→ **GIVEN PROBLEM**:
Copy all of the records below verbatim.

========================================================================

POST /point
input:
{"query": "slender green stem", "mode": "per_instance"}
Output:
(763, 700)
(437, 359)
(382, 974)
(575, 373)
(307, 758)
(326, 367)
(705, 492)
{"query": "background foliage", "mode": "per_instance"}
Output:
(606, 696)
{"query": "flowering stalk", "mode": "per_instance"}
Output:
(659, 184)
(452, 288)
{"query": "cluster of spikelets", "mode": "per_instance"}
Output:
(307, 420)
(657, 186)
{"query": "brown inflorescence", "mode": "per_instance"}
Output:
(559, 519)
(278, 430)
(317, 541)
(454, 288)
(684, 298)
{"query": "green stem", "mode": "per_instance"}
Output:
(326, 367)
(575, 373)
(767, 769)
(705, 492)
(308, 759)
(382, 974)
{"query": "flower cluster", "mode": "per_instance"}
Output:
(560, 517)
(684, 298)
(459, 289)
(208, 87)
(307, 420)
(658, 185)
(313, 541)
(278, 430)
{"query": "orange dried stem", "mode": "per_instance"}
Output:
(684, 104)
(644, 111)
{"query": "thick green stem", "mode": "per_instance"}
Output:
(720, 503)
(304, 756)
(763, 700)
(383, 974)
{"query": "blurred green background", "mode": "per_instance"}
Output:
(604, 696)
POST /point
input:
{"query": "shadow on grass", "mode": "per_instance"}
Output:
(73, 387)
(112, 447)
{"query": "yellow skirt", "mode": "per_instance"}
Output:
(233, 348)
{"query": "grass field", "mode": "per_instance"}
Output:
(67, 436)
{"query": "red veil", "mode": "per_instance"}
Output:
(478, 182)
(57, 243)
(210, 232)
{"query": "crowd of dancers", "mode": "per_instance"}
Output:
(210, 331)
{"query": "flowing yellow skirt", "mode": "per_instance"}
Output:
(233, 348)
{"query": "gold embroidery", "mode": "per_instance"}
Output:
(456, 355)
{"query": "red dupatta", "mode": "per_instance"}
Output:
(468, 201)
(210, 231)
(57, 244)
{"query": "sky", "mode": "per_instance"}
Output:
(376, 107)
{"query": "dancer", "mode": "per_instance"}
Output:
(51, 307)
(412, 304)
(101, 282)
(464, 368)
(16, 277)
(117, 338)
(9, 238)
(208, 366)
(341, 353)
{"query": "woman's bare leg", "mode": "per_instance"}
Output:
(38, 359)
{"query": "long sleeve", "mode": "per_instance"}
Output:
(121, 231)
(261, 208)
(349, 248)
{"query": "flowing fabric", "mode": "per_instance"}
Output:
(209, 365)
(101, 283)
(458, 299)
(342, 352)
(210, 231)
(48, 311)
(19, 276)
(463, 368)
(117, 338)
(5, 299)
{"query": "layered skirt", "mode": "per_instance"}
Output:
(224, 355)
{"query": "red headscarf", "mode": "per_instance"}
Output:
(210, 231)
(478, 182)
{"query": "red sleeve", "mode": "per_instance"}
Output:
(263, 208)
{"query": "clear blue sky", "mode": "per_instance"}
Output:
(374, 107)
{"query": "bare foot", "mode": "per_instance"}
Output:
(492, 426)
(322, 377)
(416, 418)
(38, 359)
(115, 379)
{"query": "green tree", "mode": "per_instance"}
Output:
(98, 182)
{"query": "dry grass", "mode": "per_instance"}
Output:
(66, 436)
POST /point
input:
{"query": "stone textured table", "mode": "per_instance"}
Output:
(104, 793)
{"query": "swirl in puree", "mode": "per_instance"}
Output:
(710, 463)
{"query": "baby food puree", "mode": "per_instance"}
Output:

========================================================================

→ **TASK SOLUTION**:
POST /point
input:
{"query": "slender green stem", "mode": "per_instance"}
Output:
(763, 700)
(437, 359)
(382, 974)
(575, 373)
(307, 758)
(326, 367)
(705, 492)
{"query": "background foliage", "mode": "per_instance"}
Output:
(606, 696)
{"query": "flowering stalk", "mode": "per_instance"}
Output:
(659, 184)
(452, 288)
{"query": "cluster of spikelets", "mode": "per_instance"}
Output:
(307, 420)
(657, 186)
{"query": "brown inflorescence", "mode": "per_instance"}
Output:
(559, 519)
(278, 430)
(317, 541)
(454, 288)
(684, 298)
{"query": "green stem", "mode": "per_instance"}
Output:
(326, 367)
(575, 373)
(767, 769)
(705, 492)
(308, 759)
(382, 974)
{"query": "flower cluster", "mode": "per_instance"}
Output:
(560, 517)
(684, 298)
(459, 289)
(208, 87)
(307, 420)
(658, 185)
(313, 541)
(278, 430)
{"query": "orange dried stem", "mode": "per_instance"}
Output:
(684, 104)
(644, 111)
{"query": "thick green stem", "mode": "per_instance"}
Output:
(720, 503)
(304, 756)
(763, 700)
(383, 974)
{"query": "blurred green background", "mode": "per_instance"}
Output:
(604, 696)
POST /point
input:
{"query": "shadow on grass", "mode": "per_instance"}
Output:
(73, 387)
(112, 447)
{"query": "yellow skirt", "mode": "per_instance"}
Output:
(233, 348)
{"query": "grass field", "mode": "per_instance"}
Output:
(67, 436)
{"query": "red veil", "mode": "per_instance"}
Output:
(478, 182)
(57, 243)
(210, 232)
{"query": "crowd of dancers", "mode": "per_instance"}
Output:
(210, 331)
{"query": "flowing yellow skirt", "mode": "per_instance"}
Output:
(233, 348)
{"query": "gold embroidery", "mode": "per_instance"}
Output:
(456, 355)
{"query": "red dupatta", "mode": "per_instance"}
Output:
(468, 201)
(210, 231)
(57, 244)
{"query": "sky", "mode": "per_instance"}
Output:
(376, 107)
{"query": "dancer", "mode": "per_instance"}
Output:
(51, 307)
(412, 304)
(101, 282)
(464, 368)
(16, 277)
(117, 338)
(9, 238)
(208, 366)
(341, 353)
{"query": "woman's bare leg", "mode": "per_instance"}
Output:
(38, 359)
{"query": "long sleeve", "mode": "per_instance"}
Output:
(121, 231)
(261, 208)
(349, 248)
{"query": "flowing fabric", "mode": "per_instance"}
Output:
(209, 365)
(101, 283)
(458, 299)
(342, 352)
(210, 231)
(48, 311)
(19, 276)
(463, 368)
(117, 338)
(5, 299)
{"query": "layered skirt", "mode": "per_instance"}
Output:
(224, 355)
{"query": "red headscarf", "mode": "per_instance"}
Output:
(210, 231)
(478, 182)
{"query": "red sleeve", "mode": "per_instance"}
Output:
(263, 208)
{"query": "clear blue sky", "mode": "per_instance"}
Output:
(374, 107)
{"query": "bare foot", "mode": "per_instance"}
Output:
(492, 426)
(322, 377)
(416, 418)
(38, 359)
(115, 379)
{"query": "green tree", "mode": "per_instance"}
Output:
(98, 182)
{"query": "dry grass", "mode": "per_instance"}
Output:
(66, 436)
POST /point
input:
{"query": "stone textured table", "mode": "per_instance"}
Output:
(104, 793)
{"query": "swirl in puree", "mode": "per_instance"}
Output:
(710, 463)
{"query": "baby food puree", "mode": "per_instance"}
Output:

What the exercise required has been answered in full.